• _Exercise_
Reproduce the following records exactly from the line containing "Look at the photo above. For every instance of the metal" onward, ending with the last line and including it.

• _Provided data_
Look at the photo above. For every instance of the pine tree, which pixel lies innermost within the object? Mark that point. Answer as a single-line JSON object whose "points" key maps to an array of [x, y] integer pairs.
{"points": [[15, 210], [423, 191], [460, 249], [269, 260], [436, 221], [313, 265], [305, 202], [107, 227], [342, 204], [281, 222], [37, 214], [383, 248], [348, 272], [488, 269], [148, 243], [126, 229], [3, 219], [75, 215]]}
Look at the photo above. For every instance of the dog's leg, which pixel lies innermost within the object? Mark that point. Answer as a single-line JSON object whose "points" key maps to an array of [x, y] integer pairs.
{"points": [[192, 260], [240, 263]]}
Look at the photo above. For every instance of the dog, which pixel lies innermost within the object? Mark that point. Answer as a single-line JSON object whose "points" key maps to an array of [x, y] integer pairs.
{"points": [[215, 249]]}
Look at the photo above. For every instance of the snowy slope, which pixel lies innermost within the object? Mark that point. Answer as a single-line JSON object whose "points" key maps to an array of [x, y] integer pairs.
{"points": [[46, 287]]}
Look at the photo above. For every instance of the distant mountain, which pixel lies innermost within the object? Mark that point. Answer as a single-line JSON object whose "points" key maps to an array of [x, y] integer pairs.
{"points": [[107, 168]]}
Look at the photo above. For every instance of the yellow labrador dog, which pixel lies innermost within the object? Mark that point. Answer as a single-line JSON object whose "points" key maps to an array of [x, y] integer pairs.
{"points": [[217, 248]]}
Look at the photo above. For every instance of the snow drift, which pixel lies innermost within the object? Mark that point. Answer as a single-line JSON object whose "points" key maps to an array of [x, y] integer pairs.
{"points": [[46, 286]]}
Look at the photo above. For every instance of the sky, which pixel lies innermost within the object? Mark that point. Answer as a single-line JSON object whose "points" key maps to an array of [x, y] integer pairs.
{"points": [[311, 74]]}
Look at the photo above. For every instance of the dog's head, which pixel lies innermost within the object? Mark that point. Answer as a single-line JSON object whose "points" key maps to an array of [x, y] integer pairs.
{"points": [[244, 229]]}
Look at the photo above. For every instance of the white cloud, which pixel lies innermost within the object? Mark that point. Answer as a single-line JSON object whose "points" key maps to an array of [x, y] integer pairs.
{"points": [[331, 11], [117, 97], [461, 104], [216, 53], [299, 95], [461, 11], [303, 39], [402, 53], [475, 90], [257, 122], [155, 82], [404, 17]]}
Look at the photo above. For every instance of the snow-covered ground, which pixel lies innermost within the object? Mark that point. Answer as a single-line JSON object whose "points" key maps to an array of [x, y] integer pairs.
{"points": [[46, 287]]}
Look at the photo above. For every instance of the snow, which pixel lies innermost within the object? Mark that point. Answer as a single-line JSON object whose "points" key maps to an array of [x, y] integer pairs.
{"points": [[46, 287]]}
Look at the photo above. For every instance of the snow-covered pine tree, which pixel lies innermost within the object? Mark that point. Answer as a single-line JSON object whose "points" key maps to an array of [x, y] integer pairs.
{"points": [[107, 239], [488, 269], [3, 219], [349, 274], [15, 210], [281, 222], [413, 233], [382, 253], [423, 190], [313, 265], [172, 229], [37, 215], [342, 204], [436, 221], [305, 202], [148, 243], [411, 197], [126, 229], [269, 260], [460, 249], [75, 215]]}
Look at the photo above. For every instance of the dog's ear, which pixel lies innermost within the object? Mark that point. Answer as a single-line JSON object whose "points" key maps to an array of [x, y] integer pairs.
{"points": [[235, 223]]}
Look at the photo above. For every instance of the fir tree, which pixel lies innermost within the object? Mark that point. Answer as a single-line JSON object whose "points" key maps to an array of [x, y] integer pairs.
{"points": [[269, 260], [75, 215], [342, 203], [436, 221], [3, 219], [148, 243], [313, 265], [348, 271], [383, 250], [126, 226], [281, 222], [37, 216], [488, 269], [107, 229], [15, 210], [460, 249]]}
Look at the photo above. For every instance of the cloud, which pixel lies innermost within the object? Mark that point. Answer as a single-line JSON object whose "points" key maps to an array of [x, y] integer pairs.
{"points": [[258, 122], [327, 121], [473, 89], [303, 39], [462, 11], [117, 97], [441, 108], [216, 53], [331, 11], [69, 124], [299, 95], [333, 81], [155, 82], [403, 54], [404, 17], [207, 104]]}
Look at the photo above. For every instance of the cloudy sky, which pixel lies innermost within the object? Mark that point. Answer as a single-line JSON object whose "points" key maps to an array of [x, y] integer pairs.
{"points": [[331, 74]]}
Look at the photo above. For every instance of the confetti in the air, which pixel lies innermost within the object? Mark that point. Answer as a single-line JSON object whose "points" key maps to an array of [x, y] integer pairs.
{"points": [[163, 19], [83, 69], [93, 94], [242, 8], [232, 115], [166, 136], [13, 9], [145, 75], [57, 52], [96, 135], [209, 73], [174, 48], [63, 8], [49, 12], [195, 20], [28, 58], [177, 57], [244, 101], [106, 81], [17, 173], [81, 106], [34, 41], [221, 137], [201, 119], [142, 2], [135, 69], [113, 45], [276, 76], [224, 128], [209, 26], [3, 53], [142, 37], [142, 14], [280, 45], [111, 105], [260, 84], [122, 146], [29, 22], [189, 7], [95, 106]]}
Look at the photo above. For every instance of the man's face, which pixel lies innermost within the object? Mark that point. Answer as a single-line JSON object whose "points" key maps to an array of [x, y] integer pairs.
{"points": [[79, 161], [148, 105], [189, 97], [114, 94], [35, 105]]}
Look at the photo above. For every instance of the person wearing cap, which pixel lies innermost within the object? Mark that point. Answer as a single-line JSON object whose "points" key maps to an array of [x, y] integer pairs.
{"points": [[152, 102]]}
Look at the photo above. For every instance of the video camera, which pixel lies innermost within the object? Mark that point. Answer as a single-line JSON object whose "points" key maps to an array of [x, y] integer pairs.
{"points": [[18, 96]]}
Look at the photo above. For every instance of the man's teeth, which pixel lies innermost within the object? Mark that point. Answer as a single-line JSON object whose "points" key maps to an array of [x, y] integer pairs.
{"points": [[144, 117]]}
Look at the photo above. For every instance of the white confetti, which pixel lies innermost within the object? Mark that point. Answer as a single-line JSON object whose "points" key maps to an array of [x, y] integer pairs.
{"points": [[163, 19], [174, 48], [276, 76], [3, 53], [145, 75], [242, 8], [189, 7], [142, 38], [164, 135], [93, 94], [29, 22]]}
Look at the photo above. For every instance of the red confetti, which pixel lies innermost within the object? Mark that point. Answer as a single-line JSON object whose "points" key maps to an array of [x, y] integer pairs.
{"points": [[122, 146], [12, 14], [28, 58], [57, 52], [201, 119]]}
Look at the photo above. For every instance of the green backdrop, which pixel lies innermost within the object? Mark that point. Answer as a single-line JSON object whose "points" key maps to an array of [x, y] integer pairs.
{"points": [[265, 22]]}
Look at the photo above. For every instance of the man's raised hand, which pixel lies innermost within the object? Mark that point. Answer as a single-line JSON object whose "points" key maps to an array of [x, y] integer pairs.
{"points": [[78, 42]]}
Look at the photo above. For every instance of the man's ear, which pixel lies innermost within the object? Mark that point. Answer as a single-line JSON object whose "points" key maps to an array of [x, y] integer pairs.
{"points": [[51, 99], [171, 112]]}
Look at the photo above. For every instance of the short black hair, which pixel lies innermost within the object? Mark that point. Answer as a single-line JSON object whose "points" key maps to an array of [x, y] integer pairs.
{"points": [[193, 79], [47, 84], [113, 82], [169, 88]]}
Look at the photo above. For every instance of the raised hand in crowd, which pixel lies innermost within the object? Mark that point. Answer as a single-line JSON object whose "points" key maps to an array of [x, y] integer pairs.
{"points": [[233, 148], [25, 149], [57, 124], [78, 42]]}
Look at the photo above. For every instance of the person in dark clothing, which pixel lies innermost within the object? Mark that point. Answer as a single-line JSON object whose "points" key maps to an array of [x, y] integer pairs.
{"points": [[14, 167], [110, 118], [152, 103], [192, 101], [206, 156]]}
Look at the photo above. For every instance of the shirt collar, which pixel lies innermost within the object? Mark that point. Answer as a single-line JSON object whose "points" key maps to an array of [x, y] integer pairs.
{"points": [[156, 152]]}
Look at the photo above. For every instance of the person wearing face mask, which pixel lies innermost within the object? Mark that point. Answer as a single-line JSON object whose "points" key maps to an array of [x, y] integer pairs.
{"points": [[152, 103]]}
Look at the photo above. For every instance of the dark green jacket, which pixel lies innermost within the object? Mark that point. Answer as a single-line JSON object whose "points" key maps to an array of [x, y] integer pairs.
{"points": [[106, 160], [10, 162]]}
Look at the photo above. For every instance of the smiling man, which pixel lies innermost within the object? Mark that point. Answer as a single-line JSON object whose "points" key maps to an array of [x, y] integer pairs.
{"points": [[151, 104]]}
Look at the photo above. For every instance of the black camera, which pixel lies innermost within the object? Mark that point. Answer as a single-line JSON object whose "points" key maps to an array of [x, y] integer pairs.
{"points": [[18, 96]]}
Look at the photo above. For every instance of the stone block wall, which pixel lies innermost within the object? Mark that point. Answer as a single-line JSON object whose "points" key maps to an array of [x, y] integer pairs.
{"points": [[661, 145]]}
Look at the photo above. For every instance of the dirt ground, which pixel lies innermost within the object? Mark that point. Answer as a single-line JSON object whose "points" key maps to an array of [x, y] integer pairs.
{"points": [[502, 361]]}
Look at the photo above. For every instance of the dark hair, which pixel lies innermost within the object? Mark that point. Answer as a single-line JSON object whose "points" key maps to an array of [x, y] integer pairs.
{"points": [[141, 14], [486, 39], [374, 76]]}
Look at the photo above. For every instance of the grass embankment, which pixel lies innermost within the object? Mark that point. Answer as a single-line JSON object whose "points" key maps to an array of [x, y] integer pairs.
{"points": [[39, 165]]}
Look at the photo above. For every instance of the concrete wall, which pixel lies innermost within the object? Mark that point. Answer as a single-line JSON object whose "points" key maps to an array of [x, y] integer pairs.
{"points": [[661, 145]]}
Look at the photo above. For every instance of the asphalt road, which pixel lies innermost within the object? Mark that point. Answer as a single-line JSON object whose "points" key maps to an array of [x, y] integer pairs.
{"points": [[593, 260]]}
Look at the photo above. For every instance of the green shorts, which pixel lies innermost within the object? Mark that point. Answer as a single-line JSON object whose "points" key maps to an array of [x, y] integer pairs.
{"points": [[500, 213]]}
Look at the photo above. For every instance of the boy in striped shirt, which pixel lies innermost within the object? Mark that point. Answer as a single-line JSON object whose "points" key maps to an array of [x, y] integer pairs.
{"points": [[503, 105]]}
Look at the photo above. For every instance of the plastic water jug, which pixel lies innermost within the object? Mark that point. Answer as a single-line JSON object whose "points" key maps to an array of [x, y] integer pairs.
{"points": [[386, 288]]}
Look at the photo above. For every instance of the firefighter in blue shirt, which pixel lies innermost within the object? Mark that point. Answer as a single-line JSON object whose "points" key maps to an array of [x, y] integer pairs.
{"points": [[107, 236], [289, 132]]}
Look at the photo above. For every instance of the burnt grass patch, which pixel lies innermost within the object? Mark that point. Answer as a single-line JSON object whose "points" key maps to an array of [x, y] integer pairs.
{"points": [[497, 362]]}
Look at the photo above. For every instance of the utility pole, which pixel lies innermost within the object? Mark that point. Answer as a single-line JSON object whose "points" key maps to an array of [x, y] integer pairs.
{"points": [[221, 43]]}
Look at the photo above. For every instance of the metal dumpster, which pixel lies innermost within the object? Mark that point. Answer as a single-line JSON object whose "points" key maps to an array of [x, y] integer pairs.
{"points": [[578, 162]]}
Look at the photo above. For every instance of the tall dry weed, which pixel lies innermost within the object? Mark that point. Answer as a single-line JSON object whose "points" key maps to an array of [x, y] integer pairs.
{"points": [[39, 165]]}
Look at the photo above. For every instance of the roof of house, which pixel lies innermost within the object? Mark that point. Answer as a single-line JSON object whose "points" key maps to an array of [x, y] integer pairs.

• _Solution to this exercise_
Look at the photo above. For every instance of the metal dumpster, which pixel lies innermost within the object? Mark that point. Answer as a single-line JSON object whose "points" key maps to an array of [x, y] integer pairs.
{"points": [[578, 162]]}
Look at the photo above. For every instance of the tall dry weed, which pixel lies innermost within the object? Mark that point. Answer as a single-line JSON object whose "points" key maps to an array of [x, y] integer pairs.
{"points": [[39, 165]]}
Look at the photo above. For every instance of the roof of house, which pixel lies innermost within the object? Mark that point. Answer as a single-line JSON object whose "points" key maps to an array of [x, y] integer pairs.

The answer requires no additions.